# Problem statement
In the text below about Dominion 6.16, rewrite the paragraph beginning "Dominion 6.16 was a professional wrestling pay-per-view" as a short bulleted list that keeps its main facts.

- Promotional poster for the event, featuring various NJPW wrestler
- Promotion: New Japan Pro-Wrestling
- Date: June 16, 2012
- City: Osaka, Japan
- Venue: Bodymaker Colosseum
- Attendance: 6,850

Pay-per-view chronology
| ← Previous Wrestling Dontaku | Next → G1 Climax 22 |

Dominion chronology
| ← Previous 6.18 | Next → 6.22 |

New Japan Pro-Wrestling events chronology
| ← Previous Wrestling Dontaku 2012 | Next → Destruction |

= Dominion 6.16 =

Dominion 6.16 was a professional wrestling pay-per-view (PPV) event promoted by New Japan Pro-Wrestling (NJPW). The event took place on June 16, 2012, in Osaka, Osaka, at the newly renamed Bodymaker Colosseum. The event featured ten matches, four of which were contested for championships. It was the fourth event under the Dominion name.

# Data block

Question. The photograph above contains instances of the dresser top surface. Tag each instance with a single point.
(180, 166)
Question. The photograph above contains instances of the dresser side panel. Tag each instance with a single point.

# Result
- Dominion 6.16 was a professional wrestling pay-per-view (PPV) event promoted by New Japan Pro-Wrestling (NJPW).
- It took place on June 16, 2012, at the newly renamed Bodymaker Colosseum in Osaka, Osaka.
- It featured ten matches, four of them for championships.
- It was the fourth event held under the Dominion name.